**Supplied material**
━━━━━━━━━━━━━━━━━━━━━━━━━━━━━━
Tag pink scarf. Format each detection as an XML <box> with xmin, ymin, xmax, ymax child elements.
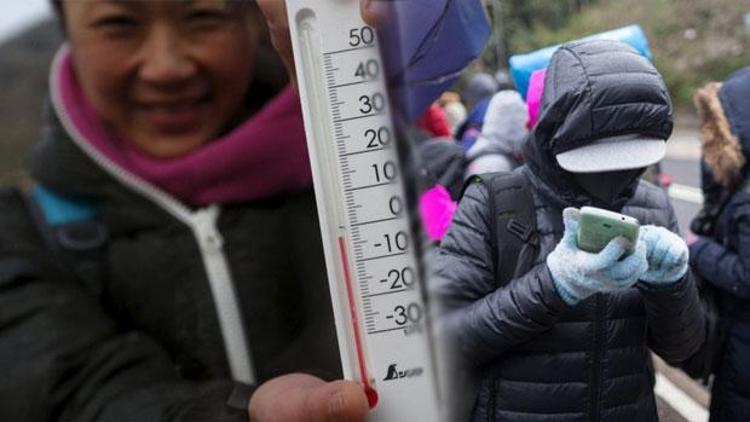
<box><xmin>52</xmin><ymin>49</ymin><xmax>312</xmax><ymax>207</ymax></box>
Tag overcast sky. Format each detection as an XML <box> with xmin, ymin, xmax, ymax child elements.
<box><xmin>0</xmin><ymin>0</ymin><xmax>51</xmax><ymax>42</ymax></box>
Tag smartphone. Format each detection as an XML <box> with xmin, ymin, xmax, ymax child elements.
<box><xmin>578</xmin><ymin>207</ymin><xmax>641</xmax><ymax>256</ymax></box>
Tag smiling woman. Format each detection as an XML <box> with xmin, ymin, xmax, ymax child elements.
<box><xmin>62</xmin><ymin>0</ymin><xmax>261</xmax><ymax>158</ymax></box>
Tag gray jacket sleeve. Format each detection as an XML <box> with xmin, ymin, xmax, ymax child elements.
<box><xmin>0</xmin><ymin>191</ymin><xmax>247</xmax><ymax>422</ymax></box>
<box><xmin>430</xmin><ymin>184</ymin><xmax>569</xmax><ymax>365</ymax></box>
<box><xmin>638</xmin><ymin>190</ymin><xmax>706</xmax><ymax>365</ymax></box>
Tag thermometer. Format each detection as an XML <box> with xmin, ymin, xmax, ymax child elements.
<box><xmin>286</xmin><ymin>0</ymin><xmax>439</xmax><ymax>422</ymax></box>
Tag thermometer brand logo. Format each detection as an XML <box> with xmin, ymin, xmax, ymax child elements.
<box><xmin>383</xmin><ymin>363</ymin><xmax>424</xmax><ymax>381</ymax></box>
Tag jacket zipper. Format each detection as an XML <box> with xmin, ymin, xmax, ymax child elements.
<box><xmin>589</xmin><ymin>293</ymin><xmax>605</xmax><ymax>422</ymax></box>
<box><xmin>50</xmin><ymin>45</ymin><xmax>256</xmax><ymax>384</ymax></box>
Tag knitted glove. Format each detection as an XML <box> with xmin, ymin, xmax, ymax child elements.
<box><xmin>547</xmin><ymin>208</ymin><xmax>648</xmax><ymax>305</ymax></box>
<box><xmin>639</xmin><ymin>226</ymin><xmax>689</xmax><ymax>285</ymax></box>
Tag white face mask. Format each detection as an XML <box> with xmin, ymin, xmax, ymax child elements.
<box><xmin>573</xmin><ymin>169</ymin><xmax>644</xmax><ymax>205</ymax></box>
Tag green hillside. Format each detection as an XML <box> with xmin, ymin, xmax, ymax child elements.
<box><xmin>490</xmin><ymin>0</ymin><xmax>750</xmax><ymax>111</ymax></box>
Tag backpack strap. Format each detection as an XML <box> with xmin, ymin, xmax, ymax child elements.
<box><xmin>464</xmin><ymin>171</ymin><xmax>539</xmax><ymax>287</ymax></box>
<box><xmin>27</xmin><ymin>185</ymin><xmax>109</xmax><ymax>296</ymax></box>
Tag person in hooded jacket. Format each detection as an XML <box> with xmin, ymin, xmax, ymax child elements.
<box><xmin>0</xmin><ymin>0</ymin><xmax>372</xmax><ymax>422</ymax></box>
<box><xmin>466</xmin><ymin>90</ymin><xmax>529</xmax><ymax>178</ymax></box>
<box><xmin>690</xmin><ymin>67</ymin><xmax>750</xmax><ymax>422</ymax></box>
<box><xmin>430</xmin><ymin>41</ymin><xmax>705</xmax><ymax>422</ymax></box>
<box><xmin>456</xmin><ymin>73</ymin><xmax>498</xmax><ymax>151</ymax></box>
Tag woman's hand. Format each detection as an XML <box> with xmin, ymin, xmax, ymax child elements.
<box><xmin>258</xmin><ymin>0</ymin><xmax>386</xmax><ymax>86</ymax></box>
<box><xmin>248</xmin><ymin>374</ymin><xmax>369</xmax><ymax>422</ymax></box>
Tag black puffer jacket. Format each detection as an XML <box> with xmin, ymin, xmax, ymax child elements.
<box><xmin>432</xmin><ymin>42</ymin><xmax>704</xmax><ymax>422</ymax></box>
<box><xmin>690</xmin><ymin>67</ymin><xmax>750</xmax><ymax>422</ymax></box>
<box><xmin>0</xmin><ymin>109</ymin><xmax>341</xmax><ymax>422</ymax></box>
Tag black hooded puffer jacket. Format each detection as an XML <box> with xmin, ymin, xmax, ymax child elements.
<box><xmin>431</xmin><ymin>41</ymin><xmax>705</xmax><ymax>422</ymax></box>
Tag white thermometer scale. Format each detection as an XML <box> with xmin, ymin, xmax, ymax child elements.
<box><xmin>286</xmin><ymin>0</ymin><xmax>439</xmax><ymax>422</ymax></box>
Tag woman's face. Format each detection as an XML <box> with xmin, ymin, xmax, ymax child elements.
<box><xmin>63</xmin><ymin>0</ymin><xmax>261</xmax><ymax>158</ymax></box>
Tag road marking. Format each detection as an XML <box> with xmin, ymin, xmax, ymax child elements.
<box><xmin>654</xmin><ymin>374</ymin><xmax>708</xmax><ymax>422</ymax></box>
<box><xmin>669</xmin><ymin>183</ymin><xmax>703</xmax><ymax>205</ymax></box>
━━━━━━━━━━━━━━━━━━━━━━━━━━━━━━
**What you need to do**
Write out every row above word for word, leaving out the picture.

**Exercise solution**
Tag pink scarf. Format each detection as an XML <box> with xmin, ymin, xmax, ymax child elements.
<box><xmin>52</xmin><ymin>49</ymin><xmax>312</xmax><ymax>207</ymax></box>
Tag overcast sky. Format each detection as an XML <box> with xmin, ymin, xmax, ymax child elements.
<box><xmin>0</xmin><ymin>0</ymin><xmax>51</xmax><ymax>42</ymax></box>
Tag smartphone. Format each detection as an XML <box> with xmin, ymin, xmax, ymax child elements.
<box><xmin>578</xmin><ymin>207</ymin><xmax>641</xmax><ymax>256</ymax></box>
Tag smiling woman. Format each detection as an XML <box> with xmin, ymin, xmax, ymax child elements.
<box><xmin>62</xmin><ymin>0</ymin><xmax>261</xmax><ymax>158</ymax></box>
Tag gray jacket sleeve. Format each detection as an XML <box> with xmin, ymin, xmax, ymax child elements.
<box><xmin>0</xmin><ymin>191</ymin><xmax>247</xmax><ymax>422</ymax></box>
<box><xmin>430</xmin><ymin>184</ymin><xmax>569</xmax><ymax>365</ymax></box>
<box><xmin>638</xmin><ymin>190</ymin><xmax>706</xmax><ymax>365</ymax></box>
Tag thermometer. Format each detection as an XML <box> with xmin, ymin, xmax, ymax child elements.
<box><xmin>286</xmin><ymin>0</ymin><xmax>439</xmax><ymax>422</ymax></box>
Tag thermometer brand logo. Format each detection as an XML <box> with xmin, ymin, xmax, ymax child elements.
<box><xmin>383</xmin><ymin>363</ymin><xmax>424</xmax><ymax>381</ymax></box>
Tag jacket zipper. Format each detection as an XML <box> with xmin, ymin, xmax, ymax child elements.
<box><xmin>589</xmin><ymin>293</ymin><xmax>605</xmax><ymax>422</ymax></box>
<box><xmin>50</xmin><ymin>45</ymin><xmax>256</xmax><ymax>384</ymax></box>
Tag knitted glove. Format each detection as an XML <box> with xmin, ymin, xmax, ymax child elements.
<box><xmin>547</xmin><ymin>208</ymin><xmax>648</xmax><ymax>305</ymax></box>
<box><xmin>639</xmin><ymin>226</ymin><xmax>689</xmax><ymax>285</ymax></box>
Tag white face mask. Format each detection as an XML <box> with xmin, ymin, xmax, ymax child elements.
<box><xmin>573</xmin><ymin>169</ymin><xmax>644</xmax><ymax>205</ymax></box>
Tag green hillside. Format each detection as an XML <box> with xmin, ymin, xmax, ymax child elements.
<box><xmin>490</xmin><ymin>0</ymin><xmax>750</xmax><ymax>111</ymax></box>
Tag backpack strap. Format each detection as an XML <box> with xmin, ymin, xmax, ymax child elements.
<box><xmin>464</xmin><ymin>171</ymin><xmax>539</xmax><ymax>287</ymax></box>
<box><xmin>27</xmin><ymin>185</ymin><xmax>109</xmax><ymax>296</ymax></box>
Tag person in hooded jacket. Format each detection as an XML <box> with xmin, ymin, xmax, ymax child elements.
<box><xmin>0</xmin><ymin>0</ymin><xmax>372</xmax><ymax>422</ymax></box>
<box><xmin>466</xmin><ymin>90</ymin><xmax>529</xmax><ymax>178</ymax></box>
<box><xmin>690</xmin><ymin>67</ymin><xmax>750</xmax><ymax>422</ymax></box>
<box><xmin>430</xmin><ymin>41</ymin><xmax>705</xmax><ymax>422</ymax></box>
<box><xmin>456</xmin><ymin>73</ymin><xmax>498</xmax><ymax>151</ymax></box>
Tag woman's hand. Format each detection as an XML <box> with xmin, ymin, xmax, ymax child elements.
<box><xmin>258</xmin><ymin>0</ymin><xmax>386</xmax><ymax>86</ymax></box>
<box><xmin>248</xmin><ymin>374</ymin><xmax>369</xmax><ymax>422</ymax></box>
Tag black puffer jacket. Format each detection as an XML <box> with xmin, ymin, xmax, ymax child elements.
<box><xmin>432</xmin><ymin>42</ymin><xmax>704</xmax><ymax>422</ymax></box>
<box><xmin>690</xmin><ymin>67</ymin><xmax>750</xmax><ymax>422</ymax></box>
<box><xmin>0</xmin><ymin>109</ymin><xmax>341</xmax><ymax>422</ymax></box>
Tag black hooded puffer jacket. Format each detection as an XML <box> with xmin, ymin, xmax, ymax child elements.
<box><xmin>431</xmin><ymin>41</ymin><xmax>705</xmax><ymax>422</ymax></box>
Tag white thermometer scale. Format each detection as an XML <box> with xmin, ymin, xmax, ymax child elements.
<box><xmin>286</xmin><ymin>0</ymin><xmax>439</xmax><ymax>422</ymax></box>
Tag woman's face. Format each detection as an XML <box> with xmin, ymin, xmax, ymax child elements.
<box><xmin>63</xmin><ymin>0</ymin><xmax>261</xmax><ymax>158</ymax></box>
Tag road marking. Format each detection as an XML <box> with xmin, ymin, xmax, ymax child elements.
<box><xmin>654</xmin><ymin>374</ymin><xmax>708</xmax><ymax>422</ymax></box>
<box><xmin>669</xmin><ymin>183</ymin><xmax>703</xmax><ymax>205</ymax></box>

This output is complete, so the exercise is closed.